Coordinate annotation records:
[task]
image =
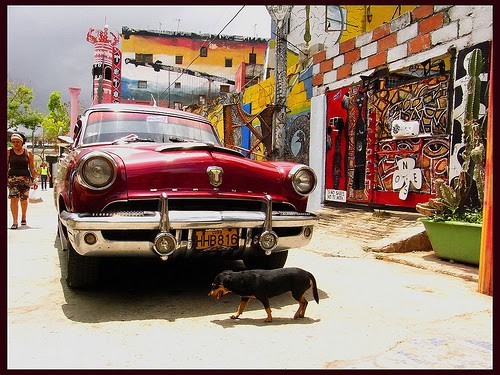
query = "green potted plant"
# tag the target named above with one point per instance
(454, 218)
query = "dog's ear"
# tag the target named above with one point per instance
(226, 278)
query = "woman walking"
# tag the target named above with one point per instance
(21, 171)
(44, 174)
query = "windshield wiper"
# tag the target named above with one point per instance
(132, 138)
(177, 139)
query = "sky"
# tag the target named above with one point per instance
(47, 48)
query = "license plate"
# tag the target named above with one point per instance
(216, 239)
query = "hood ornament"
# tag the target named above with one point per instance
(215, 175)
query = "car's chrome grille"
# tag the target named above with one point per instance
(118, 213)
(196, 205)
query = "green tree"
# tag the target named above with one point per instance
(57, 122)
(19, 110)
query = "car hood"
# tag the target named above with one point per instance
(184, 169)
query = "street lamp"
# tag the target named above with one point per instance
(280, 15)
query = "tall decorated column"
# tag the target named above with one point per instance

__PROMPT__
Transcribe all of the records above character for character. Exclude the pictures.

__COMPLETE ANSWER__
[task]
image =
query = "green potted plant"
# tag the target named above with one point per instance
(454, 218)
query = "dog's ear"
# tag the target named above with one point per instance
(226, 278)
query = "woman walking"
# tag the target named above with one point per instance
(21, 171)
(44, 174)
query = "windshield wiper"
# tag the target named above with one point per instance
(132, 138)
(177, 139)
query = "sky"
# tag the target named above with one point per instance
(47, 48)
query = "license plate"
# tag the target named above with one point per instance
(216, 239)
query = "hood ornament"
# tag the target named above with one point per instance
(215, 175)
query = "car's chrome grille"
# tag the target named above with one point per instance
(118, 213)
(196, 205)
query = "green tree"
# tag the target named above with one point per instance
(57, 122)
(19, 110)
query = "car hood"
# tag the target named above with one point per instance
(184, 169)
query = "street lamp"
# tag the target named above with one point per instance
(280, 15)
query = "tall decorated column"
# tag the target named above with one point per instance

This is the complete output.